━━━ EXTRACT
Stephen P. Vaughn is an American lawyer and former general counsel to the United States Trade Representative. Before Robert Lighthizer's confirmation as USTR, Vaughn served as the acting Trade Representative.

Vaughn worked at Skadden, Arps, Slate, Meagher & Flom representing U.S. Steel. In 2016, he became a partner at King & Spalding international trade group. He focused on international trade litigation and policy issues. He represented United States producers such as U.S. Steel and AK Steel.

Vaughn started his career in commercial litigation and shifted his career to trade law in the early 2000s. He was a professor of law at Georgetown Law School.

Vaughn served on President Donald Trump's landing team to the Office of the United States Trade Representative. Vaughn and official nominee Robert Lighthizer have worked together representing steel manufacturers in the past at Skadden Arps.
━━━━━━
● ASSIGNED TASK 1: List each company, law firm, school, and government office named in the profile of Stephen P. Vaughn, giving each one only once.
● ASSIGNED TASK 2: Turn the paragraph of the Vaughn profile that begins "Vaughn worked at Skadden" into a short bulleted list that keeps its main facts.
● ASSIGNED TASK 3: Carry on the Stephen P. Vaughn profile from its last sentence.
━━━ STORED DATA
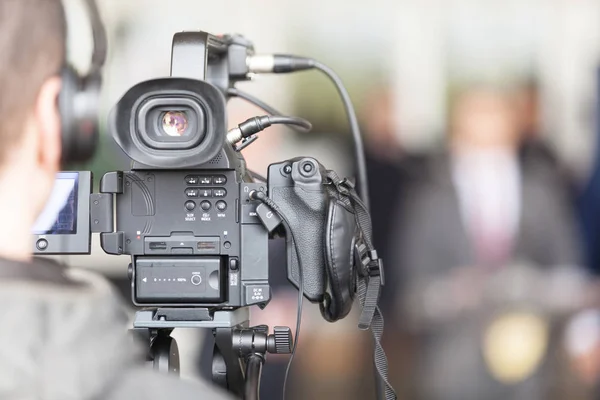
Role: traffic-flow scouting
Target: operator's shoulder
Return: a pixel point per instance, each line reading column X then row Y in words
column 146, row 384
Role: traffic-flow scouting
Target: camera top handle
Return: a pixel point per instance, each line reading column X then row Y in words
column 219, row 60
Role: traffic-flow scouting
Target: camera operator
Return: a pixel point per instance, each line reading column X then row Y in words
column 64, row 332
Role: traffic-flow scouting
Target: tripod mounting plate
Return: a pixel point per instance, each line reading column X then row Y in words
column 166, row 318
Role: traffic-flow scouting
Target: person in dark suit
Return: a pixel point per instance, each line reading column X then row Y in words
column 479, row 207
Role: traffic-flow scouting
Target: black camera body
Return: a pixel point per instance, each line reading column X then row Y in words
column 193, row 237
column 196, row 223
column 184, row 212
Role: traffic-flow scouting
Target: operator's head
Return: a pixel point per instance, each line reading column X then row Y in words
column 484, row 118
column 32, row 45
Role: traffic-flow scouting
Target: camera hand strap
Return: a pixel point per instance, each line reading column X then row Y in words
column 370, row 278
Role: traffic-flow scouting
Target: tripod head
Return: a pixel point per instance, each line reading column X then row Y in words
column 239, row 352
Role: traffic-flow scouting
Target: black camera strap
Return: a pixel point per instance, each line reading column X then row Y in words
column 370, row 276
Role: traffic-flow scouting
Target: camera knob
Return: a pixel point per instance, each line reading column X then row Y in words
column 280, row 342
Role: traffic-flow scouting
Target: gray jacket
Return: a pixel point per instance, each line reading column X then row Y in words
column 64, row 337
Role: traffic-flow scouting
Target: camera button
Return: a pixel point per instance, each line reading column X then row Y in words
column 191, row 180
column 196, row 280
column 221, row 205
column 42, row 244
column 191, row 193
column 220, row 180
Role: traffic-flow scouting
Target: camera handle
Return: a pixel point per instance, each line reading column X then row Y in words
column 239, row 351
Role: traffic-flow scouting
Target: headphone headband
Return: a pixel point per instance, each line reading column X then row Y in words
column 99, row 37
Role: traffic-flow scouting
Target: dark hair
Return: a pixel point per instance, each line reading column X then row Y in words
column 33, row 48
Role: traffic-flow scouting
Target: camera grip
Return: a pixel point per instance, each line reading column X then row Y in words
column 306, row 212
column 296, row 186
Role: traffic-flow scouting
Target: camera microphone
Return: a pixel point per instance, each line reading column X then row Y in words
column 278, row 63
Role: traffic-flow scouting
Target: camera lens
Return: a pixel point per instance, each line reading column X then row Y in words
column 174, row 123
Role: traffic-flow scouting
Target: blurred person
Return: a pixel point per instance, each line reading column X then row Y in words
column 65, row 331
column 533, row 144
column 477, row 209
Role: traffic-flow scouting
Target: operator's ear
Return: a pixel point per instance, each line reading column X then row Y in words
column 47, row 117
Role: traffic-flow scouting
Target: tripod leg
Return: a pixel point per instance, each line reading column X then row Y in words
column 165, row 353
column 219, row 369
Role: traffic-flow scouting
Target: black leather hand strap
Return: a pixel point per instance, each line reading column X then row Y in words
column 370, row 279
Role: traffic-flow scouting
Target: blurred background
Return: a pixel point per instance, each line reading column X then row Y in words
column 481, row 122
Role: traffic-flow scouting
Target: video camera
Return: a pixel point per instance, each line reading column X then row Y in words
column 197, row 222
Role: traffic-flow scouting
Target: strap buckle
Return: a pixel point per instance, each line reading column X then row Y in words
column 375, row 266
column 371, row 264
column 346, row 186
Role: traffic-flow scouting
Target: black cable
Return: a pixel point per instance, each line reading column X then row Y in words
column 257, row 176
column 262, row 197
column 296, row 121
column 254, row 125
column 254, row 100
column 285, row 63
column 359, row 151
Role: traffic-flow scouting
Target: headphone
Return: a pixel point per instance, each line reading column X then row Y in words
column 79, row 98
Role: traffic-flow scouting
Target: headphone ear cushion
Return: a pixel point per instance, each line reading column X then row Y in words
column 78, row 105
column 339, row 257
column 66, row 105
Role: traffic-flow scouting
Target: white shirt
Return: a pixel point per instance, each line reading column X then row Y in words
column 488, row 185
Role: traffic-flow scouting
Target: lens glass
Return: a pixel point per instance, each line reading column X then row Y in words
column 175, row 123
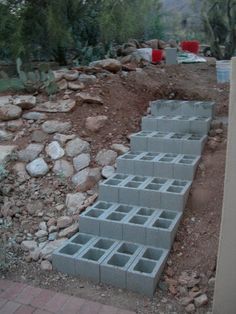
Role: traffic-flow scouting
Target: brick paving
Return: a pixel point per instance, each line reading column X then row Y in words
column 18, row 298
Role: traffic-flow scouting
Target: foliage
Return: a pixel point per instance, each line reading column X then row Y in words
column 219, row 20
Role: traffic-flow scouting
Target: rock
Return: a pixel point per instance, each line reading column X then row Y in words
column 87, row 79
column 74, row 202
column 37, row 168
column 10, row 112
column 25, row 101
column 64, row 222
column 82, row 161
column 63, row 105
column 30, row 152
column 94, row 124
column 6, row 152
column 106, row 157
column 50, row 247
column 53, row 126
column 76, row 147
column 111, row 65
column 63, row 138
column 63, row 168
column 190, row 308
column 19, row 169
column 46, row 266
column 28, row 245
column 62, row 84
column 41, row 234
column 34, row 116
column 75, row 86
column 120, row 149
column 69, row 232
column 84, row 180
column 5, row 136
column 89, row 99
column 201, row 300
column 14, row 125
column 54, row 150
column 71, row 75
column 39, row 136
column 108, row 171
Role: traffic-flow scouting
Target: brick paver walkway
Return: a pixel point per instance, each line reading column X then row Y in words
column 19, row 298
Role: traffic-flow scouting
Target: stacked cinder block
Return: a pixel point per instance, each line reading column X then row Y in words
column 126, row 235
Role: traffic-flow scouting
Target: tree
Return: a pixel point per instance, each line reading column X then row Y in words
column 219, row 20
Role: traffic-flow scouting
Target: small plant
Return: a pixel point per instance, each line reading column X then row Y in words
column 37, row 80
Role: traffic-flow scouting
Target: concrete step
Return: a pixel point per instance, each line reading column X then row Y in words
column 144, row 191
column 119, row 263
column 177, row 124
column 167, row 165
column 147, row 226
column 178, row 143
column 183, row 108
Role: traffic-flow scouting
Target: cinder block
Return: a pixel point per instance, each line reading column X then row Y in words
column 162, row 229
column 144, row 273
column 174, row 195
column 114, row 268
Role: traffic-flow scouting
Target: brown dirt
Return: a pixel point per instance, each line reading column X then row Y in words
column 195, row 249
━━━━━━
● RESPONSE 1:
- Skadden, Arps, Slate, Meagher & Flom
- U.S. Steel
- King & Spalding
- AK Steel
- Georgetown Law School
- Office of the United States Trade Representative

● RESPONSE 2:
- Worked at Skadden, Arps, Slate, Meagher & Flom, representing U.S. Steel
- Became a partner in King & Spalding's international trade group in 2016
- Focused on international trade litigation and policy
- Represented U.S. producers such as U.S. Steel and AK Steel

● RESPONSE 3:
On March 2, 2017, due to the U.S. Senate's delay in confirming USTR nominee Robert Lighthizer, Trump appointed Vaughn to the position of USTR general counsel and elevated him to acting USTR. Vaughn's appointment was likely the first time that someone from outside the department was appointed as acting USTR. These appointments did not require Senate confirmation.

Vaughn's positions on U.S. trade policy have been compared to those of Alexander Hamilton and Trump.

On April 22, 2019, the USTR announced Vaughn would resign his position in the coming weeks. Shortly after he returned to previous positions with King & Spalding.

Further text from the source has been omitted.